**TASK STATEMENT:**
Write down each of the records again, exactly and in full.

**MATERIAL PROVIDED:**
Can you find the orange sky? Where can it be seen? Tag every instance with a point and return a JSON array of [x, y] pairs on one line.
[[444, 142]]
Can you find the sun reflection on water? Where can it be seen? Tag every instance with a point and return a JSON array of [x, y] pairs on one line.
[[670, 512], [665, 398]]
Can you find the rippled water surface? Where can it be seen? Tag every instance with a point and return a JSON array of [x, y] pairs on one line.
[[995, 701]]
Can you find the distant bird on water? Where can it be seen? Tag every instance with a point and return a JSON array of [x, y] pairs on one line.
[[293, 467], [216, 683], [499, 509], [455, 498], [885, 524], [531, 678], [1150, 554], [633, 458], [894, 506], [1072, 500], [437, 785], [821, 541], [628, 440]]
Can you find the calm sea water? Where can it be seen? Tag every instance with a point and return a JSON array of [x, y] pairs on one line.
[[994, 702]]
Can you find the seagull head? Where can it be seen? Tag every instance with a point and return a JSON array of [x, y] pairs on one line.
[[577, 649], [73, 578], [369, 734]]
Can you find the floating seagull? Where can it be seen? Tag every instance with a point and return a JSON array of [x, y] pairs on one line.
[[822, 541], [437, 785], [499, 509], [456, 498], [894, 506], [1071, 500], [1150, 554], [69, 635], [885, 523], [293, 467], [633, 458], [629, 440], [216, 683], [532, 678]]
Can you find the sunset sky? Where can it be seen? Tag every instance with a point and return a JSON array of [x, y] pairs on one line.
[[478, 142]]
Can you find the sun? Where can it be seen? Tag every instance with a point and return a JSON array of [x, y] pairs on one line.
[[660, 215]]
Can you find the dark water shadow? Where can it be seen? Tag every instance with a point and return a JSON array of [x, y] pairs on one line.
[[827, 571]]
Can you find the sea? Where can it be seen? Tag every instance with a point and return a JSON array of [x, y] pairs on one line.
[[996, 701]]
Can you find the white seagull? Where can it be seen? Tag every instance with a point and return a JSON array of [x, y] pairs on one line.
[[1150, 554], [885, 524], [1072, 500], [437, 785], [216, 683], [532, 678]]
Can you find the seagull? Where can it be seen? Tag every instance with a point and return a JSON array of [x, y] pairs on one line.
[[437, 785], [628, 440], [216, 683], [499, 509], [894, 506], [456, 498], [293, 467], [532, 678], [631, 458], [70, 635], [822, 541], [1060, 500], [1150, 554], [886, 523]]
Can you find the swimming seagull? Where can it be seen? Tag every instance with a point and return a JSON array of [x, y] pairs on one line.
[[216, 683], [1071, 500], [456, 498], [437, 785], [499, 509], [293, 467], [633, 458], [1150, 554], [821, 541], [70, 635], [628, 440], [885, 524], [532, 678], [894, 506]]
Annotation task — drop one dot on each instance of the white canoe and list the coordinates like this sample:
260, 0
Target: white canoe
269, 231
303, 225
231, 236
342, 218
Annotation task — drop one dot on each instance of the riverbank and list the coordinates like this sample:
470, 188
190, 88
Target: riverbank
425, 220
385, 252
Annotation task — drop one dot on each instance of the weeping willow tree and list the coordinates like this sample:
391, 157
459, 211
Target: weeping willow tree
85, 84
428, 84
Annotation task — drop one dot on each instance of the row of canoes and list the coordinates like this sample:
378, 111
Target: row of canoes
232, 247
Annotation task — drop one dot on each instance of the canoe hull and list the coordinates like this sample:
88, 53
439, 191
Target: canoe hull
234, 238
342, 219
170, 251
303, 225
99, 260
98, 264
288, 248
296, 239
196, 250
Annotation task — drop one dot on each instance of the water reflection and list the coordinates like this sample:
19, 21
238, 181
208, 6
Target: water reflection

**PROBLEM SOLUTION:**
Can you find the orange sky? Where can it be seen? Tag every instance with a point and return a JSON array of [x, y] pairs on one line.
[[444, 142]]
Can you find the sun reflection on water? Where can it be seen? Tag every instance with a point and return a JSON array of [x, y] pairs on one line.
[[670, 512], [665, 398]]
Can you find the rippled water surface? Where can it be seen? Tag every instance with a point and return a JSON array of [x, y] pairs on one line.
[[995, 701]]
Can you find the distant bird on water? Where can it be seen? Tag every instance with a point and return a JSON array of [x, y] pairs on one line.
[[293, 467], [216, 683], [499, 509], [455, 498], [885, 524], [531, 678], [1150, 554], [633, 458], [894, 506], [1072, 500], [437, 785], [821, 541], [628, 440]]
Can you find the calm sea water? Where can it be seen? Tag every instance with a point and return a JSON array of [x, y] pairs on one line.
[[994, 702]]
Can you find the seagull head? Where can it be seen? Tag every instance with a point and return a JSON array of [x, y] pairs on one line.
[[577, 649], [73, 578], [369, 734]]
Can you find the floating seagull? Where can it be seen? Tag every instance with a point and return a JSON array of [x, y] pairs on one line.
[[822, 541], [437, 785], [499, 509], [456, 498], [894, 506], [1071, 500], [1150, 554], [69, 635], [885, 523], [293, 467], [633, 458], [629, 440], [216, 683], [532, 678]]
Can you find the sunset sky? Where can it be seen? Tag every instance with a point and return a JSON array of [x, y] pairs on one line.
[[478, 142]]
Can you find the sun? Where can it be seen? Tag every instance with a point and return a JSON array of [x, y] pairs on one line.
[[660, 215]]
Can you find the dark water shadow? Where can it be seen? Tag every instance with a point and return a JSON array of [x, y] pairs on one line.
[[827, 571]]
Can you find the sea? Where can it be seen? Tag every instance with a point and return a JSON array of [x, y] pairs on one line.
[[996, 701]]
Can you find the white seagull? Where can it be seen? Tag every instance with a point and return a JSON array of [x, y] pairs on one line.
[[1150, 554], [885, 524], [1072, 500], [437, 785], [216, 683], [532, 678]]
Can you find the seagull? Where can it be seen? Tag every instance with a point and return a JSON array of [x, y] pairs on one line.
[[437, 785], [628, 440], [216, 683], [499, 509], [894, 506], [456, 498], [293, 467], [532, 678], [631, 458], [70, 635], [822, 541], [1060, 500], [1150, 554], [886, 523]]
Can you find the swimming seagull? Where can it be seen? Tag every instance with a point and return a JSON array of [x, y] pairs on one line.
[[216, 683], [1071, 500], [456, 498], [437, 785], [499, 509], [293, 467], [633, 458], [1150, 554], [821, 541], [70, 635], [628, 440], [885, 524], [532, 678], [894, 506]]
Annotation task — drop one dot on each instance of the white canoe and list the coordinates like this sample:
260, 0
Target: white canoe
269, 231
303, 225
231, 236
342, 218
Annotation task — drop one dot on each instance of the riverbank and list the coordinates like this sample:
470, 188
190, 88
Target: riverbank
425, 220
385, 252
Annotation task — drop one dot on each instance of the weeping willow tree and list the coordinates like this sample:
391, 157
459, 211
Target: weeping willow tree
85, 84
428, 84
Annotation task — drop one dot on each instance of the row of canoes and list the coordinates like this sample:
378, 111
Target: row of canoes
232, 247
Annotation task — drop one dot on each instance of the canoe hull and list the coordinates like this sample:
88, 53
439, 191
Target: canoe hull
234, 238
342, 219
170, 251
303, 225
99, 260
98, 264
288, 248
296, 239
196, 250
Annotation task — drop one dot on each instance of the water reflection and list the coordinates like this sample:
19, 21
238, 181
208, 6
Target: water reflection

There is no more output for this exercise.